● **GIVEN TEXT**
——

AKRON—Goodyear's $2.5 billion deal to purchase Cooper Tire & Rubber Co. has the potential to impact thousands of union workers across both companies.
Right now, there are no clear answers.
The USW international office in Pittsburgh said it has been in contact with both Goodyear and Cooper, and that "union voices will be heard throughout the process."
"Our contracts with Cooper and Goodyear provide security for our jobs, earnings and benefits with protections specifically addressing successorship in case of a change in owners," the USW said in a Feb. 23 email to Rubber & Plastics News. "We look forward to facing the challenges ahead and continuing the tradition of quality tire building in all of our communities."
Union presidents from two of the seven affected union facilities—four Goodyear tire plants, two Cooper Tire tire plants and one Cooper Tire tire component plant in the U.S. are unionized—said they are both optimistic and concerned about the sale.
Jody Juarez, president of United Steelworkers Local 307L in Topeka, Kan., said immediate reaction from the 1,450 union members at the Goodyear plant there has been minimal.
"There has been absolutely no reaction," Juarez said. "Once the deal goes through and gets completely finalized, I think there will be more reaction. But it was a surprise to us."
About a year ago, Juarez said, a rumor was floated that Goodyear was looking to buy Cooper Tire. Juarez said he inquired with corporate about it, and was told that no, there was no such deal in the works.
"They said, 'nope, nope, nope' that's not the case," he said. "But I have to think that this was something that was in the works.
"One member said he should have listened to the rumor at the time and bought stock in Cooper Tire."
Goodyear's Topeka plant manufactures OTR, earth mover, truck and bus, and humvee tires.
According to Terry Brewington, president of USW Local 959L in Fayetteville, N.C., union members at that Goodyear plant are optimistic about the purchase, since both Goodyear and Cooper Tire stocks increased following news of the sale.
But there are concerns as well.
"There are concerns about the borrowing of money aspect," Brewington said. "Following the acquisition of Sumitomo and Dunlop, we failed big time. We saw the Gadsden, Ala., plant close. The USW guys in Fayetteville are in a wait-and-see mode right now."
USW Local 959L has about 2,000 members and the Fayetteville plant manufactures passenger and light truck tires, similar to what the Cooper Tire plants produce.

——

● **PROMPT 1**
Translate into Spanish this sentence from the article on Goodyear's purchase of Cooper Tire: "USW Local 959L has about 2,000 members and the Fayetteville plant manufactures passenger and light truck tires, similar to what the Cooper Tire plants produce."
● **PROMPT 2**
According to the article on Goodyear's purchase of Cooper Tire, is each statement true? Answer yes or no, and quote the words that decide it.
(a) The Goodyear plant in Topeka has 1,450 union members.
(b) When Juarez asked corporate about the rumor a year earlier, he was told a deal was being planned.
(c) Union members in Fayetteville are waiting to see what happens.
● **PROMPT 3**
Write the next paragraph of the article on Goodyear's purchase of Cooper Tire, following its last sentence.

● **SUPPLIED MATERIAL**
——

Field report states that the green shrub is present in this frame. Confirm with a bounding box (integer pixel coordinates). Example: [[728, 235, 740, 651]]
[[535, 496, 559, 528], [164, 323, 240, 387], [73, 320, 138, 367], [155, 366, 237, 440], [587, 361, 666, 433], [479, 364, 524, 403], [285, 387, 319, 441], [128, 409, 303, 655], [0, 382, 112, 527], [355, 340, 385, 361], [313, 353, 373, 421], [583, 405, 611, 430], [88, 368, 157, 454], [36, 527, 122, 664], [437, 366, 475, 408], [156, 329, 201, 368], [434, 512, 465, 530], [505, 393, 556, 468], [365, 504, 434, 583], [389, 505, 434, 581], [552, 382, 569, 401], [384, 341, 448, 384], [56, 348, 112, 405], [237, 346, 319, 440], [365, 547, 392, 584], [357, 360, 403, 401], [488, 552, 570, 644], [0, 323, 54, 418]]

——

● **TASK RESPONSE 1**
El USW Local 959L tiene unos 2.000 miembros y la planta de Fayetteville fabrica neumáticos para automóviles de pasajeros y camionetas ligeras, similares a los que producen las plantas de Cooper Tire.

● **TASK RESPONSE 2**
(a) Yes: "immediate reaction from the 1,450 union members at the Goodyear plant there has been minimal."
(b) No: "was told that no, there was no such deal in the works."
(c) Yes: "The USW guys in Fayetteville are in a wait-and-see mode right now."

● **TASK RESPONSE 3**
But there is no cause for concern over this redundancy, Brewington said.
"We are not concerned about the different brand names here," he said. "We are much more concerned about other foreign tires coming into the country. That's the concern more than anything else right now," he said.
The single, overarching union contract for Goodyear's three "master plants" in Akron (USW Local 2L, about 260 members), Topeka and Danville, Va. (USW Local 831L, about 1,900 members), expires in July 2022, while the tire maker's Fayetteville plant operates under a "follow me" contract, which also expires in July 2022. The Fayetteville contract is a remnant of the Kelly-Springfield legacy, Juarez said, after Goodyear purchased the facility decades ago from Kelly Tires.
The Cooper Tire-USW union contract in Texarkana, Ark., expires in January 2023 and the union contract in Findlay expires in February 2024, according to the USW. Texarkana has about 1,500 union members and Findlay has about 700 USW members.
USW Local 556L represents about 50 people at a Cooper Tire tire component plant in Clarksdale, Miss.
Representatives from two Cooper Tire unions—USW Local 207L in Findlay and USW Local 752L in Texarkana—could not immediately be reached for comment.
Goodyear said in a Feb. 22 release detailing the planned acquisition that the purchase is intended to strengthen its leadership position globally; offer a more comprehensive offering of tire products; and "provide significant, immediate and long-term financial benefits."
Company officials said that when looking at the combinations pre-pandemic, based on 2019 numbers, the combined firm posted sales of $17.5 billion with operating income of about $1 billion.
Founded in 1914, Cooper Tire is the fifth-largest tire manufacturer in North America by revenue with approximately 10,000 employees in 15 countries. The company's brands include Cooper, Mastercraft, Roadmaster and Mickey Thompson.
The firms expect the deal to be completed in this year's second half, if all needed regulatory approvals are procured, along with a favorable vote by Cooper Tire shareholders.